- Task directions: Retype, exactly as they appear below, the lines between the line holding "mosaic figure, each" and the line holding "of the pointed", both ends included.

Natural language region descriptions:
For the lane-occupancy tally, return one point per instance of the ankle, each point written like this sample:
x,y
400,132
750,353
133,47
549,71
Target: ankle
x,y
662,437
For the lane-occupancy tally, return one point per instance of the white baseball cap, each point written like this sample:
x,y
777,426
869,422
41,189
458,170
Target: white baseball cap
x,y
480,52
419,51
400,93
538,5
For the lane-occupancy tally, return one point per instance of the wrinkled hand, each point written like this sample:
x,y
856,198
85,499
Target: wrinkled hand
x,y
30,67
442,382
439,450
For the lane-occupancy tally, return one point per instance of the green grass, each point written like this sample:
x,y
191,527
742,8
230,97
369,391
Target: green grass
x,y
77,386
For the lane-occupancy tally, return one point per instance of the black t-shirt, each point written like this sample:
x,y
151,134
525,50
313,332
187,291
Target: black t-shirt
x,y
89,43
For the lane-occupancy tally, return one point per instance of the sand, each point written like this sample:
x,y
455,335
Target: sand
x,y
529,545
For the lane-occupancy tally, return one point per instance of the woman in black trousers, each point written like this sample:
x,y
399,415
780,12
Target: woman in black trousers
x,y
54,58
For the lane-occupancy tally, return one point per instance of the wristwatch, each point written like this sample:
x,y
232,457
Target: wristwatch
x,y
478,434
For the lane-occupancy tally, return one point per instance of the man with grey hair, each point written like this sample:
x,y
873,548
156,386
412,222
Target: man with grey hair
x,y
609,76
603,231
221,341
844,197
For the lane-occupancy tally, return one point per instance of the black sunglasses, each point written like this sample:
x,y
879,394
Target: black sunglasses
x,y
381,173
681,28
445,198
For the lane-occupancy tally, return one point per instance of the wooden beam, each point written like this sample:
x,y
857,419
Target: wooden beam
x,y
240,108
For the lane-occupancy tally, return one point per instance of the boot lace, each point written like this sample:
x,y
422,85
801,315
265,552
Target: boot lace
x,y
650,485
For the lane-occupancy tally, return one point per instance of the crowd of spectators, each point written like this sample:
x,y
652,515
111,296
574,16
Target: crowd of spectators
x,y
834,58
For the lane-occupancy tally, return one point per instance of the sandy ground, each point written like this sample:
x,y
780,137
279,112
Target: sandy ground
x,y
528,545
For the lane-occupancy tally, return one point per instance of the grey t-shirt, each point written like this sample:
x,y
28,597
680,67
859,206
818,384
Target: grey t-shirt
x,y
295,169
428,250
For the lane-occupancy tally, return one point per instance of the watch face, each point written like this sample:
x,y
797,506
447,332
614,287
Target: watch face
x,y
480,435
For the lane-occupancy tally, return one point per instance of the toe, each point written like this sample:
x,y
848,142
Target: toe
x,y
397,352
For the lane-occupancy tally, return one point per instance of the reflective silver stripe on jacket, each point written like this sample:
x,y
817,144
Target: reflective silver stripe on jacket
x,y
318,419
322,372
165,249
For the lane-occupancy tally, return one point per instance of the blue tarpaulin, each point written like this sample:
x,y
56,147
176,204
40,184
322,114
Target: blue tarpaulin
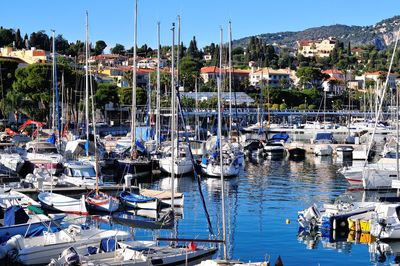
x,y
15,215
140,147
144,133
52,139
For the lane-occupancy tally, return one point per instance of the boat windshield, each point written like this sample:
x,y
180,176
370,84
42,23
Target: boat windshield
x,y
83,172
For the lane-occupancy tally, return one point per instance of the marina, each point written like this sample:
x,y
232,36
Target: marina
x,y
273,149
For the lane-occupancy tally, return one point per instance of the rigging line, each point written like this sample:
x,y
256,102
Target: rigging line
x,y
210,228
383,96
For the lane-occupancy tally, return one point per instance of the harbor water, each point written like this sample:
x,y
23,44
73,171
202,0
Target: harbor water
x,y
262,204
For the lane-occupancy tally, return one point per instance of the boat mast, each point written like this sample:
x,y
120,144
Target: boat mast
x,y
133,121
220,148
158,124
87,80
173,96
96,158
62,104
54,86
230,76
197,126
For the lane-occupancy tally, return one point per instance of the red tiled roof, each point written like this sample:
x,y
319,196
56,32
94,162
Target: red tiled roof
x,y
214,69
335,78
332,71
38,53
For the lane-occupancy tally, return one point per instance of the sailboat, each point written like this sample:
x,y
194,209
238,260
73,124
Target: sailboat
x,y
225,260
54,201
228,164
138,252
138,161
96,199
383,178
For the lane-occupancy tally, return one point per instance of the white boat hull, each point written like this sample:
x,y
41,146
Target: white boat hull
x,y
63,203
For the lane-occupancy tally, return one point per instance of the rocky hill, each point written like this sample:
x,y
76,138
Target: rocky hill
x,y
381,34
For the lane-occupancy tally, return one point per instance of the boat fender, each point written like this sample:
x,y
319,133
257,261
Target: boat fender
x,y
14,243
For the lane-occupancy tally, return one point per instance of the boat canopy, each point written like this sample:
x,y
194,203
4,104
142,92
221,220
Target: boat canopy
x,y
324,136
15,215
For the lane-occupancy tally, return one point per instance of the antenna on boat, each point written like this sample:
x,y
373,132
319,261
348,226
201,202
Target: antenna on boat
x,y
133,111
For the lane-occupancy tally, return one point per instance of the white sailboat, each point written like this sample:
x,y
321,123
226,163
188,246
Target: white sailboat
x,y
58,202
98,200
41,249
220,161
136,162
182,164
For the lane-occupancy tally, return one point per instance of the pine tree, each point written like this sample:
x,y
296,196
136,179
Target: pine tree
x,y
18,40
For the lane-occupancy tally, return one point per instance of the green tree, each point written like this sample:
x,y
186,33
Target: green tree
x,y
99,47
118,49
190,70
125,96
40,40
6,37
18,40
193,51
62,45
310,76
106,93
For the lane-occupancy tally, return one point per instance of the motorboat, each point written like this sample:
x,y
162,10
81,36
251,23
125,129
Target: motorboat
x,y
42,154
41,249
344,151
183,161
17,221
386,224
132,200
80,173
210,165
164,196
296,150
109,252
61,203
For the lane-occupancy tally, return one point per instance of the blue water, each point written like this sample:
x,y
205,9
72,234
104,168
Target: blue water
x,y
258,203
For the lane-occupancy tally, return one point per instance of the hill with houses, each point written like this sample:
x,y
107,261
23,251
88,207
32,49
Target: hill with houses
x,y
382,34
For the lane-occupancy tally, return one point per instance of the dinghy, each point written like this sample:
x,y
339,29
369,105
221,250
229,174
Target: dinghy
x,y
100,201
137,201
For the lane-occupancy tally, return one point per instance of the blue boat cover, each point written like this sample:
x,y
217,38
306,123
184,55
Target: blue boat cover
x,y
280,136
131,197
52,139
144,133
324,136
108,244
15,215
140,147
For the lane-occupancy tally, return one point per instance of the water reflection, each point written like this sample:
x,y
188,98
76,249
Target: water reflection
x,y
259,201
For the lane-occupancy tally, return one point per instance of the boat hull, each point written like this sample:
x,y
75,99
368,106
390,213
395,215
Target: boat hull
x,y
61,203
180,167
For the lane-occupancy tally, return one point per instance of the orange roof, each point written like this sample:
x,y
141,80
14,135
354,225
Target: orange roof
x,y
379,73
335,78
332,71
305,42
211,69
39,53
214,69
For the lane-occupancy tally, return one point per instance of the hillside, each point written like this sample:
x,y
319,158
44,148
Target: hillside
x,y
380,34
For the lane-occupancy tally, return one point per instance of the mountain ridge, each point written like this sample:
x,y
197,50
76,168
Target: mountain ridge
x,y
380,34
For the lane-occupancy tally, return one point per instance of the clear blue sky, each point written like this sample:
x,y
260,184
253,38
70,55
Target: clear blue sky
x,y
112,21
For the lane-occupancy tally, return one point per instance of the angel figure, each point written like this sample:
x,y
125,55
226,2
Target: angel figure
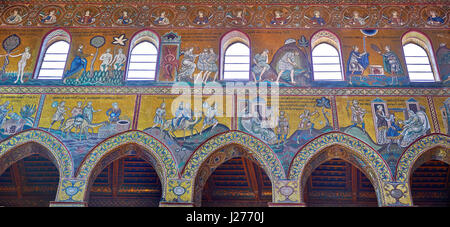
x,y
356,19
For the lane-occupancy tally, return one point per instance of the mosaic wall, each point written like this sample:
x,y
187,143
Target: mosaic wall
x,y
384,120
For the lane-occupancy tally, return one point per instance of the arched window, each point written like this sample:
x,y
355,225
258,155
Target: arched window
x,y
419,58
143,56
326,57
235,56
142,64
53,56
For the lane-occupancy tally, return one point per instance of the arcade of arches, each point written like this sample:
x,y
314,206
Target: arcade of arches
x,y
149,103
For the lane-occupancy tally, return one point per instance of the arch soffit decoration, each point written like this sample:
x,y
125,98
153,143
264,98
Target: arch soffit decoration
x,y
260,151
54,146
416,150
162,155
357,147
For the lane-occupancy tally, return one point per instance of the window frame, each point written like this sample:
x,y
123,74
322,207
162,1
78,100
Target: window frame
x,y
238,71
145,35
422,41
331,39
155,63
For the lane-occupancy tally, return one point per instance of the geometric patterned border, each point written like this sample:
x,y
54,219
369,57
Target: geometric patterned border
x,y
53,145
255,147
415,150
158,150
356,146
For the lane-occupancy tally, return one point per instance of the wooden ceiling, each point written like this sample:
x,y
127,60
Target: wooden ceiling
x,y
131,181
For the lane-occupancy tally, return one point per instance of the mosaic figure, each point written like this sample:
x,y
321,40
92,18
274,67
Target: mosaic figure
x,y
415,126
394,19
356,19
282,128
87,18
49,18
394,130
160,116
161,19
357,116
88,112
124,19
261,65
288,63
211,66
187,65
5,108
201,18
78,63
14,18
202,65
106,59
210,116
77,111
443,61
113,113
119,59
237,17
59,114
357,62
316,19
382,125
391,62
279,18
183,120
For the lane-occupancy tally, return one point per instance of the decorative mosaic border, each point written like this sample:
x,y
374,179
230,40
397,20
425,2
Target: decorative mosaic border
x,y
256,148
158,150
415,150
328,2
53,145
362,150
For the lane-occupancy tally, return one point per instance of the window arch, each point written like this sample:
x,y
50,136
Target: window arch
x,y
326,56
419,57
53,55
235,56
144,49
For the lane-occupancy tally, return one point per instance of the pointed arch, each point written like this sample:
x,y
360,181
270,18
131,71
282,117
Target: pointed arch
x,y
417,149
260,151
361,155
326,56
235,45
57,151
53,55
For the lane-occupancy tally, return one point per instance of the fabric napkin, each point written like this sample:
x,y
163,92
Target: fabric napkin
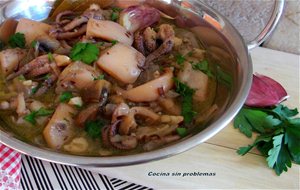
x,y
19,171
10,167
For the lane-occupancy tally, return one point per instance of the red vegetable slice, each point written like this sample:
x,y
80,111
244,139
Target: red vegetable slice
x,y
265,92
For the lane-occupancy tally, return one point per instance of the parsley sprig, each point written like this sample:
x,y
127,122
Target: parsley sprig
x,y
187,100
278,134
85,52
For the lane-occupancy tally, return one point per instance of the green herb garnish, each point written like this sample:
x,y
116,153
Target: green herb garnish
x,y
116,9
224,77
2,45
21,78
114,42
180,59
31,118
50,57
33,43
35,89
182,132
65,96
187,100
278,134
114,16
85,52
17,40
100,77
93,128
202,66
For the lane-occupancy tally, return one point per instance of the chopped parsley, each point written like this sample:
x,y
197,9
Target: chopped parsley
x,y
65,96
85,52
21,78
93,128
33,43
100,77
2,45
202,66
31,118
114,42
17,40
116,9
187,100
182,132
224,77
50,57
35,89
278,134
114,16
180,59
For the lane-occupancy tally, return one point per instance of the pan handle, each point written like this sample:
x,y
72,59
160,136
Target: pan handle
x,y
271,25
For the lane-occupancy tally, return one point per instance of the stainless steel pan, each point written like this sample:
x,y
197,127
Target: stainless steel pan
x,y
223,42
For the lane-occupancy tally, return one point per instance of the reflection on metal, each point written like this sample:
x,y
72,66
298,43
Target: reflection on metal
x,y
31,9
271,25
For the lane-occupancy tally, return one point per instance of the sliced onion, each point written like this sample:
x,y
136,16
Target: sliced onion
x,y
265,92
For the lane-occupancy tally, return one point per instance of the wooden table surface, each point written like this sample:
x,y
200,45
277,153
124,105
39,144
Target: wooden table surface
x,y
218,154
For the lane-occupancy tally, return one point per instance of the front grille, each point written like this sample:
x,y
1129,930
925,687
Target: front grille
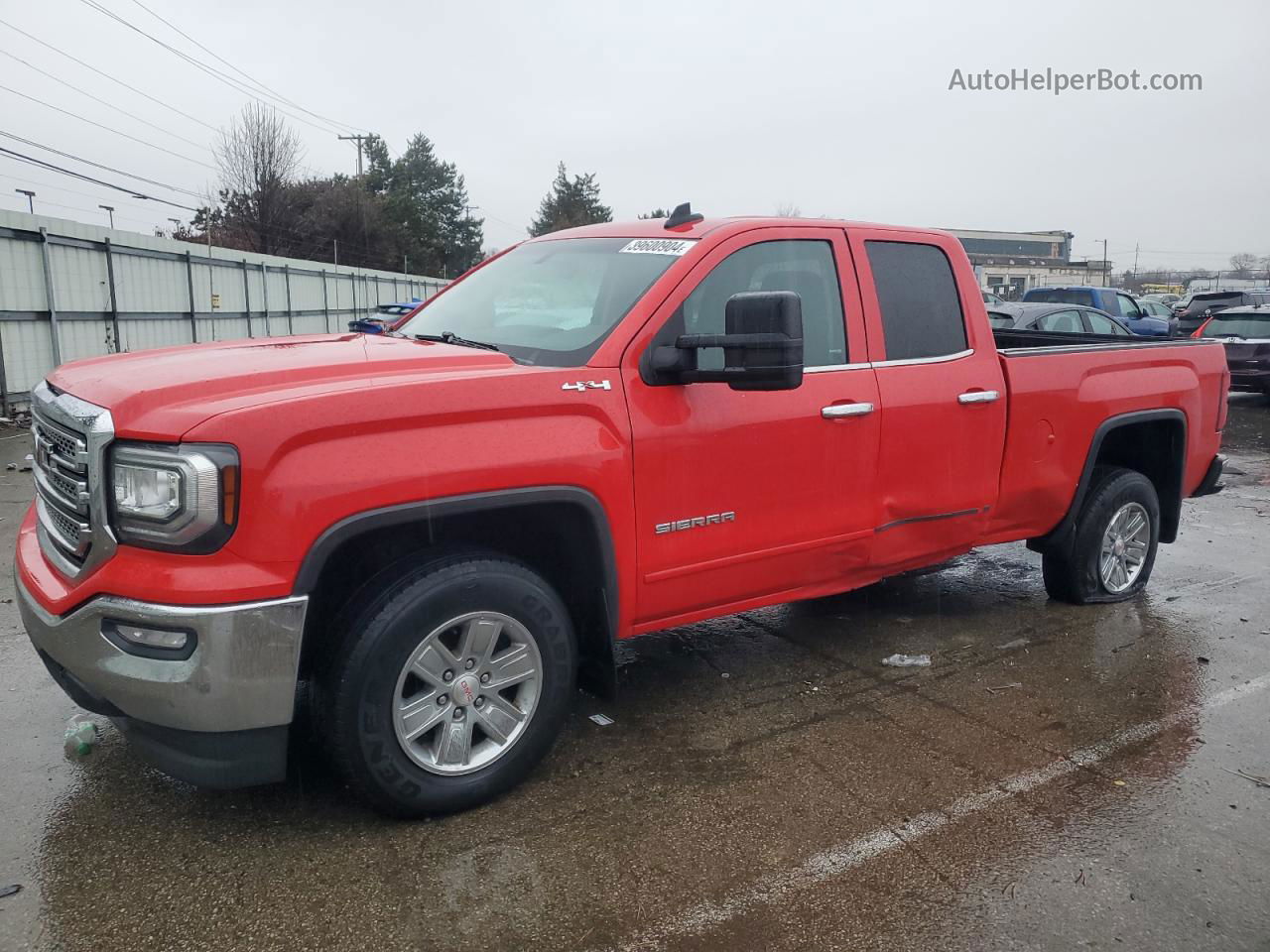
x,y
70,438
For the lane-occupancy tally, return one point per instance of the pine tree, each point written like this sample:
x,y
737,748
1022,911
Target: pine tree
x,y
570,203
430,198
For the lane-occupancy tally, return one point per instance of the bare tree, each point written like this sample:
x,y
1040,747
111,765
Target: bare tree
x,y
259,159
1243,263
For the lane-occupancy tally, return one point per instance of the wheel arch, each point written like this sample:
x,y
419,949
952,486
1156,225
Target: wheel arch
x,y
1152,442
562,532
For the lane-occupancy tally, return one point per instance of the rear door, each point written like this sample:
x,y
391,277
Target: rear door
x,y
942,391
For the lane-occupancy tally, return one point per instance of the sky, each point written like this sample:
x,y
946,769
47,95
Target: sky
x,y
838,109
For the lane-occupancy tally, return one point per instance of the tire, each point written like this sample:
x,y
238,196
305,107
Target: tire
x,y
402,622
1079,575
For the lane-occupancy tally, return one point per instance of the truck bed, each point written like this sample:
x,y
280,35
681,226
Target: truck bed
x,y
1064,386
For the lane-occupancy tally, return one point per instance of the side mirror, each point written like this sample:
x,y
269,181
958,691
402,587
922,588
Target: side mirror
x,y
762,348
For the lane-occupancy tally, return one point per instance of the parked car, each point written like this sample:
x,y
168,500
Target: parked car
x,y
1056,318
384,317
1246,334
1193,309
1115,302
426,537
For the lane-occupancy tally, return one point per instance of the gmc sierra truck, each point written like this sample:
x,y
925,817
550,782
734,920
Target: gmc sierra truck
x,y
422,539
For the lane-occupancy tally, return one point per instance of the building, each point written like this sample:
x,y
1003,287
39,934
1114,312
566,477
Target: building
x,y
1008,263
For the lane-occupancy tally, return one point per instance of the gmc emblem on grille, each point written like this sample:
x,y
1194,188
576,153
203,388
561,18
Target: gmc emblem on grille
x,y
697,522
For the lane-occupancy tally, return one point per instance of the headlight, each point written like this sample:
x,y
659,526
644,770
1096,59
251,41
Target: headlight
x,y
175,497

- Response below:
For the lane-occupancy tally, return one point per instance of the mosaic figure, each point written like this sample:
x,y
321,40
92,18
274,67
Target: mosaic figure
x,y
415,126
394,19
356,19
282,128
87,18
49,18
394,130
160,116
161,19
357,116
88,112
124,19
261,65
288,63
211,66
187,65
5,108
201,18
78,63
14,18
202,65
106,59
210,116
77,111
443,61
113,113
119,59
237,17
59,114
357,62
316,19
382,125
391,62
279,18
183,120
For the lane-occupancy tally, return one point per instance of the decorative mosaic border, each point written like this sample:
x,y
374,179
230,40
397,20
425,2
Target: decorative mosaic border
x,y
256,148
158,150
415,150
328,2
53,145
362,150
For the lane-occupancy tally, return one point per instance of the window arch, each point written like this sample:
x,y
50,136
Target: window arch
x,y
326,56
419,57
53,55
235,56
144,49
For the lane-occupancy tally, return one point per instance of the pointed arch, each point written like this sample:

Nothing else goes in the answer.